Polecenia do ćwiczenia:
- A) Wymień w mianowniku wszystkie partie polityczne i organizacje społeczne, które według tekstu o inwigilacji prowadzonej przez WSI były inwigilowane.
- B) Przepisz z tekstu o inwigilacji prowadzonej przez WSI fragment zaczynający się od „Po trzecie - co” i kończący na „jego zapleczu politycznym.”.

Po trzecie - co rząd zrobił, aby uzyskać dostęp do tych dokumentów przez poprzednie 5 miesięcy? Próbował, ale się nie udało? Nie próbował? W obu wypadkach należałoby odpowiedzieć na pytanie - dlaczego?

Zaniechania rządu Jana Olszewskiego srogo zemściły się na nim samym i jego zapleczu politycznym.

Cytat:
Po upadku gabinetu Jana Olszewskiego WSI zaczęły intensywnie rozpracowywać i inwigilować środowiska centroprawicowe będące do niedawna zapleczem rządu. W niektórych przypadkach była to kontynuacja działań rozpoczętych jeszcze w 1991 r. Wspierano w ten sposób "sąsiadów" z UOP, którzy prowadzili zawaansowane działania operacyjne wobec przeciwników politycznych prezydenta i rządu. W latach 1991-2003 na celowniku WSI znaleźli sie m.in.: Jarosław Kaczyński, Jan Parys, Romuald Szeremietiew, Antoni Macierewicz, Mariusz Marasek, Radosław Sikorski, Czesłąw Bielecki, Józef Szaniawski i Piotr Woyciechowski, a nawet były szef tych służb gen. Marian Sobolewski [(...) Inwigilowani byli także pracownicy MON - płk Stanisław Dronicz, Bronisław Komorowski i Maciej Rayzacher, choć z nieco innych powodów (m.in. ze względu na działalność biznesową). (...)] Jako powody rozpracowania wymieniono m.in, krytyczny stosunek do prezydenta Wałęsy, występowania przeciwko rządowi Hanny Suchockiej i prezentowanie opinii o powiązaniach WSI ze służbami specjalnymi byłego ZSRS. W ślad za zainteresowaniem liderami centroprawicy inwigilowano partie polityczne i organizacje społeczne: Porozumienie Centrum, Ruch Trzeciej Rzeczypospolitej, Ruch dla Rzeczypospolitej, Polską Partię Niepodległościową, Partię Wolności (następczynię "Solidarności Walczącej") i Federację Młodzieży Walczącej (str. 403-403).

Wyświetlone informacje:

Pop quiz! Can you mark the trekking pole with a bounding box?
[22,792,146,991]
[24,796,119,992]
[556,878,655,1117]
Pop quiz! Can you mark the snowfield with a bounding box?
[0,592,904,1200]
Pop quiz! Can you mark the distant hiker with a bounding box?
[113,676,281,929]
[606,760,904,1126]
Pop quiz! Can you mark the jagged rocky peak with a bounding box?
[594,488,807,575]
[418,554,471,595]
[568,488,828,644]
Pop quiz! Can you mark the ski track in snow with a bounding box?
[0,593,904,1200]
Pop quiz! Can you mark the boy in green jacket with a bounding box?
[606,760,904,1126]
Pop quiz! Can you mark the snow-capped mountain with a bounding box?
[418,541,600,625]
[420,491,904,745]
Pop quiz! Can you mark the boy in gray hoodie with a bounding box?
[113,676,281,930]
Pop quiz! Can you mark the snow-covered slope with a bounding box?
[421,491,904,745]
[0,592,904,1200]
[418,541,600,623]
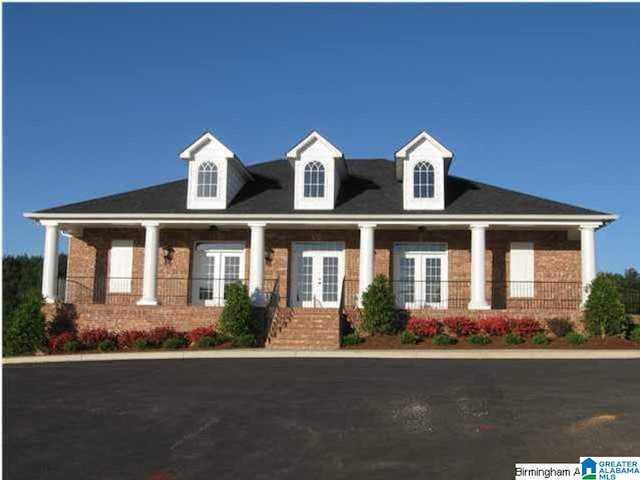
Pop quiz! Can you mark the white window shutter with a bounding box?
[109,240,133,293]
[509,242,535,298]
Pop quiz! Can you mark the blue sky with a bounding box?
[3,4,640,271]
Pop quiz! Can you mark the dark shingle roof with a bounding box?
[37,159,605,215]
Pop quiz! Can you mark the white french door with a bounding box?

Rozwiązane zadania:
- A) Porozumienie Centrum, Ruch Trzeciej Rzeczypospolitej, Ruch dla Rzeczypospolitej, Polska Partia Niepodległościowa, Partia Wolności, Federacja Młodzieży Walczącej

- B)
Po trzecie - co rząd zrobił, aby uzyskać dostęp do tych dokumentów przez poprzednie 5 miesięcy? Próbował, ale się nie udało? Nie próbował? W obu wypadkach należałoby odpowiedzieć na pytanie - dlaczego?

Zaniechania rządu Jana Olszewskiego srogo zemściły się na nim samym i jego zapleczu politycznym.